═══ TEXT EXCERPT

To improve success rates and combat continuing disparities in the fight against childhood obesity, the Childhood Obesity Declines Project (COBD) is taking a systematic approach to studying community-based strategies that have led to declining obesity rates. A comprehensive overview of the rationale behind the COBD, its goals and overall design is presented in a special supplement to Childhood Obesity, a peer-reviewed journal from Mary Ann Liebert, Inc., publishers. The article is available free on the Childhood Obesity website.
Tina Kauh, PhD, Robert Wood Johnson Foundation, Princeton, NJ and colleagues from ICF International and the Centers for Disease Control and Prevention (CDC), Atlanta, GA and the National Institutes of Health, Bethesda, MD authored the article entitled "Childhood Obesity Declines Project: An Effort of the National Collaborative on Childhood Obesity Research to Explore Progress in Four Communities." The COBD documented in detail how the community-based obesity strategies were developed and put into practice. The results of this project can help identify effective strategies to implement in high-risk populations in which the prevalence of childhood obesity continues to rise leading to persistent disparities across the nation.

══════
═══ EXTRACTED MATERIAL

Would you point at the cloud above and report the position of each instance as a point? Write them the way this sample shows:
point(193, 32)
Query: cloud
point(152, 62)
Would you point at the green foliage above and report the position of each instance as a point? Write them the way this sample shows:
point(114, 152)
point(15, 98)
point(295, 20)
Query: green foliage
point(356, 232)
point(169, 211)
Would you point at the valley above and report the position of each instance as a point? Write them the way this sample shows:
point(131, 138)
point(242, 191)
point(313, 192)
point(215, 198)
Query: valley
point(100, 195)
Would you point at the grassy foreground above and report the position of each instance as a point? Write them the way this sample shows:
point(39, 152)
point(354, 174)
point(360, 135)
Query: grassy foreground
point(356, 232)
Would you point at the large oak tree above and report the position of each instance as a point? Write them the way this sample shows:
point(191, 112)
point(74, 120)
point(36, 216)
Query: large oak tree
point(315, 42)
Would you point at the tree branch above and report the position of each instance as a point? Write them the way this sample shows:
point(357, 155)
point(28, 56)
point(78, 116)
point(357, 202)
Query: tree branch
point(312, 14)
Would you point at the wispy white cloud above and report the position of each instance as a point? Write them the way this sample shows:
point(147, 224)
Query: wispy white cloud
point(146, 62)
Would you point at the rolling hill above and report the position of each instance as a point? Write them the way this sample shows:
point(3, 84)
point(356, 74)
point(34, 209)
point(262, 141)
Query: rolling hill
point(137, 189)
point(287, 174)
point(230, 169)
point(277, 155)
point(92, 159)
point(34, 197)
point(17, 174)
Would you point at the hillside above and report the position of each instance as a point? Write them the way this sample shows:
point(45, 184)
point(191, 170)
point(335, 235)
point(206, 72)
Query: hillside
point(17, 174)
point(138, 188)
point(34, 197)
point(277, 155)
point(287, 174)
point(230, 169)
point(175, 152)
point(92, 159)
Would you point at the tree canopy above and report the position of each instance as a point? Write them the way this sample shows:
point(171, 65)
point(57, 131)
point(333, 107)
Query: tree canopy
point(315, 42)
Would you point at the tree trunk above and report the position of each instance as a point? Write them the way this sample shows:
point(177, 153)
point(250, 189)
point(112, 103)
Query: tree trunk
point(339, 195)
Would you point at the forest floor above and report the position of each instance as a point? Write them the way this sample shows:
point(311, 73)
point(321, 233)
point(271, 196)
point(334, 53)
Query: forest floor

══════

• ACTIVITY LIST:
**1.** In the text about the Childhood Obesity Declines Project, which journal carries the special supplement that presents an overview of the project?
**2.** Output the part of the Childhood Obesity Declines Project text from "Tina Kauh, PhD, Robert" up to and including "across the nation.".
**3.** Go on with the text about the Childhood Obesity Declines Project from where it stops.

• EXPECTED OUTPUTS:
**1.** Childhood Obesity, a peer-reviewed journal from Mary Ann Liebert, Inc., publishers.

**2.**
Tina Kauh, PhD, Robert Wood Johnson Foundation, Princeton, NJ and colleagues from ICF International and the Centers for Disease Control and Prevention (CDC), Atlanta, GA and the National Institutes of Health, Bethesda, MD authored the article entitled "Childhood Obesity Declines Project: An Effort of the National Collaborative on Childhood Obesity Research to Explore Progress in Four Communities." The COBD documented in detail how the community-based obesity strategies were developed and put into practice. The results of this project can help identify effective strategies to implement in high-risk populations in which the prevalence of childhood obesity continues to rise leading to persistent disparities across the nation.

**3.**
The article is part of a special supplement of Childhood Obesity focused on the COBD, a project of the National Collaborative on Childhood Obesity Research (NCCOR). The supplement features articles that examine the project's methodology, the strategies and policies implemented in the four focus communities that reported declines, and the implications of the project findings for future research. Guest Editors Deborah Young-Hyman, PhD, National Institutes of Health and Laura Kettel Khan, PhD, Centers for Disease Control and Prevention provided editorial leadership for the supplement.
"Communities throughout the country have instituted programs and implemented policies to prevent obesity among children, the citizens of our future!" says Childhood Obesity Editor-in-Chief Tom Baranowski, PhD, Baylor College of Medicine, Houston, TX. "Knowing which programs and policies are most likely to have an effect is a critical issue to stop this epidemic. The articles in this issue are an important first step in identifying what works."